======== Record extracts ========

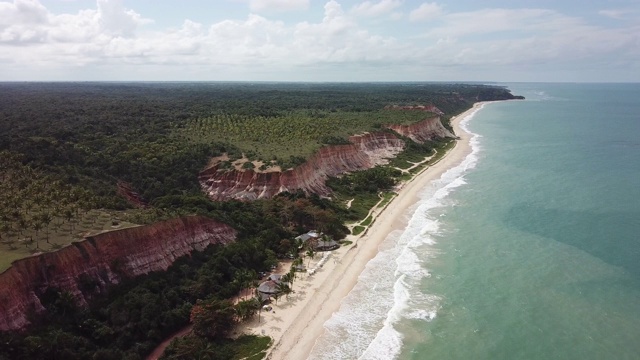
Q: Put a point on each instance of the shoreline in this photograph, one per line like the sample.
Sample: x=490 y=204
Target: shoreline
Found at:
x=296 y=324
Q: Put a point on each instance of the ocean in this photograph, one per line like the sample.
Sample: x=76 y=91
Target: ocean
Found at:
x=530 y=249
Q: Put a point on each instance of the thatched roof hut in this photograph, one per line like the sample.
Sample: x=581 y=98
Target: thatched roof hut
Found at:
x=327 y=245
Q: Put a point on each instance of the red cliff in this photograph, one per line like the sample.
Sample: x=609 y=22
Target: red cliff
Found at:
x=425 y=130
x=102 y=258
x=364 y=152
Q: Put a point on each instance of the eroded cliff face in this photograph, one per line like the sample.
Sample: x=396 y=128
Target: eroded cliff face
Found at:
x=364 y=152
x=103 y=259
x=427 y=129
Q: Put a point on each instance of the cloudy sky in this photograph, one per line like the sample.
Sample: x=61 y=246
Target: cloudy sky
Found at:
x=320 y=40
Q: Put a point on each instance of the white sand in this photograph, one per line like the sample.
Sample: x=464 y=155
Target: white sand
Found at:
x=295 y=324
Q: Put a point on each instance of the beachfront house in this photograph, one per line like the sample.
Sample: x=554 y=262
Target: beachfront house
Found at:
x=269 y=287
x=326 y=245
x=312 y=235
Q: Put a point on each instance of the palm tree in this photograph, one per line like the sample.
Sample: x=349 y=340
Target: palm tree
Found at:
x=37 y=226
x=46 y=219
x=283 y=288
x=310 y=253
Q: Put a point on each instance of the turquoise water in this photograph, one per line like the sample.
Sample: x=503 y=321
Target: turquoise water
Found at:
x=528 y=250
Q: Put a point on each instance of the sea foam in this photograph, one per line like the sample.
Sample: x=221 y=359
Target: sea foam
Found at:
x=388 y=289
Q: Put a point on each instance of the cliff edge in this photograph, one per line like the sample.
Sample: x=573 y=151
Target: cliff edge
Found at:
x=364 y=152
x=103 y=259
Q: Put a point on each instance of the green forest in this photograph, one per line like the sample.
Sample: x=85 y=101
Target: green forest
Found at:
x=80 y=158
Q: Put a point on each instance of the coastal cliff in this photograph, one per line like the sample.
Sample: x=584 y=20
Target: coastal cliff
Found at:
x=364 y=152
x=101 y=260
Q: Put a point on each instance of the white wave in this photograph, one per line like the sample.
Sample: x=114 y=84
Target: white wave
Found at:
x=388 y=289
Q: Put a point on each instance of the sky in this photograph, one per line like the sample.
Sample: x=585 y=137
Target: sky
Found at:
x=320 y=40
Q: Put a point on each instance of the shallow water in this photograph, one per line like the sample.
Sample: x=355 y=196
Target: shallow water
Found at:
x=528 y=250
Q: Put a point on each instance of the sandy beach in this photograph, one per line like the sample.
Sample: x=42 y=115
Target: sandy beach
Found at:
x=296 y=323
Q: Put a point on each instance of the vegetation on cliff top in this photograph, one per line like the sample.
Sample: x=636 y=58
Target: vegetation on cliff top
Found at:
x=67 y=149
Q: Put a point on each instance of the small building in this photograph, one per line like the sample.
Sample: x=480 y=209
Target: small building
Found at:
x=312 y=234
x=269 y=286
x=327 y=245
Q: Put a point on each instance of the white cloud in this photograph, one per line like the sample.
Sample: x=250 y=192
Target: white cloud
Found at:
x=117 y=20
x=619 y=14
x=374 y=9
x=426 y=11
x=111 y=36
x=278 y=5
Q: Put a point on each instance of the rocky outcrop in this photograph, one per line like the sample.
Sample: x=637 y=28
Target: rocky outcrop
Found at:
x=427 y=129
x=364 y=152
x=101 y=260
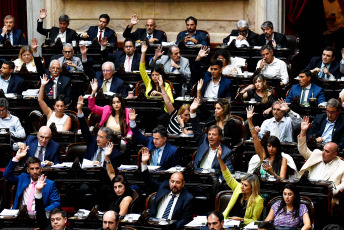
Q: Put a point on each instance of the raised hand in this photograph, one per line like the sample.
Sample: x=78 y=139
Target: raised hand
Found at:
x=44 y=80
x=83 y=49
x=145 y=155
x=22 y=152
x=200 y=85
x=43 y=13
x=195 y=104
x=134 y=19
x=108 y=149
x=159 y=52
x=250 y=111
x=132 y=114
x=40 y=183
x=94 y=85
x=144 y=47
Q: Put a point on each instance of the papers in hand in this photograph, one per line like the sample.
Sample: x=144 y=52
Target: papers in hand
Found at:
x=9 y=212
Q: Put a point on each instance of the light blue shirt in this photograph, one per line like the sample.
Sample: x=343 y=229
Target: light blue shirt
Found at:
x=327 y=134
x=13 y=123
x=4 y=84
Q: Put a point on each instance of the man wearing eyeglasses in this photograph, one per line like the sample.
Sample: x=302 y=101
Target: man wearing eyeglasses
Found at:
x=329 y=127
x=72 y=63
x=63 y=83
x=242 y=34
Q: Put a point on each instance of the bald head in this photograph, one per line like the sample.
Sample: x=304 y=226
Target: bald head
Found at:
x=330 y=151
x=109 y=220
x=44 y=135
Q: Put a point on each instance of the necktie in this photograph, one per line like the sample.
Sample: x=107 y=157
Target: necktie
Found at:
x=127 y=66
x=31 y=197
x=156 y=157
x=104 y=86
x=168 y=208
x=40 y=153
x=100 y=35
x=99 y=155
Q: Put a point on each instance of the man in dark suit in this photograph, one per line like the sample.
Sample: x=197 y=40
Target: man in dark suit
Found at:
x=243 y=33
x=96 y=144
x=325 y=66
x=58 y=217
x=163 y=153
x=269 y=36
x=191 y=36
x=9 y=82
x=101 y=31
x=64 y=85
x=208 y=144
x=129 y=59
x=41 y=146
x=63 y=32
x=154 y=36
x=107 y=81
x=172 y=201
x=305 y=90
x=329 y=127
x=15 y=36
x=212 y=84
x=26 y=183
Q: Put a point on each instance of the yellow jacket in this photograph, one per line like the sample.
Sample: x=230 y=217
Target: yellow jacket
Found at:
x=253 y=211
x=147 y=81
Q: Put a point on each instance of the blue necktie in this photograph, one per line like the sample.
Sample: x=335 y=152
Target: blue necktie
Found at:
x=168 y=208
x=156 y=157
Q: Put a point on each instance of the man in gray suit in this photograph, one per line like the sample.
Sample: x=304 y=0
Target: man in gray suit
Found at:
x=173 y=62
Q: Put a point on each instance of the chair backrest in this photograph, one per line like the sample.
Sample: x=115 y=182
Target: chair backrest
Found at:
x=150 y=200
x=222 y=199
x=293 y=43
x=93 y=119
x=140 y=87
x=75 y=150
x=304 y=200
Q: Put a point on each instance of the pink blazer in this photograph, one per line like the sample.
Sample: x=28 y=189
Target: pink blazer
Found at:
x=106 y=112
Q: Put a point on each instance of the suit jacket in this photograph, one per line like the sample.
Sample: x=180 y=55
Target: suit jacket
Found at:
x=317 y=61
x=15 y=85
x=224 y=89
x=169 y=157
x=71 y=35
x=18 y=38
x=51 y=197
x=141 y=34
x=183 y=209
x=251 y=38
x=279 y=38
x=166 y=62
x=203 y=147
x=318 y=127
x=117 y=84
x=51 y=152
x=199 y=36
x=317 y=92
x=335 y=174
x=92 y=144
x=119 y=58
x=109 y=33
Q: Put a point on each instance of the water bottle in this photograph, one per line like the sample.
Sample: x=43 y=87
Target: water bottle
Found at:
x=54 y=91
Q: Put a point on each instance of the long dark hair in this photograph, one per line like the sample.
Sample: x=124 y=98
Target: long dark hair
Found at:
x=122 y=113
x=296 y=202
x=276 y=164
x=159 y=69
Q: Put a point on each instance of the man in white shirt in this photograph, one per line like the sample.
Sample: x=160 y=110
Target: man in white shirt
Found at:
x=322 y=165
x=172 y=201
x=283 y=124
x=270 y=65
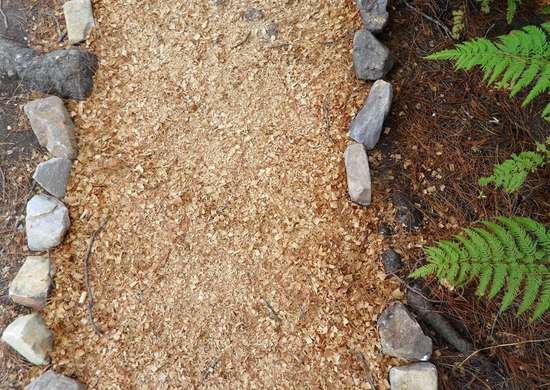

========

_Task directions_:
Extract each line of the data above that contains the word "face".

_Response to the exercise_:
Q: Put a point on each instance of the eroded cliff face in this photograph, one per line like the sample.
Target: eroded cliff face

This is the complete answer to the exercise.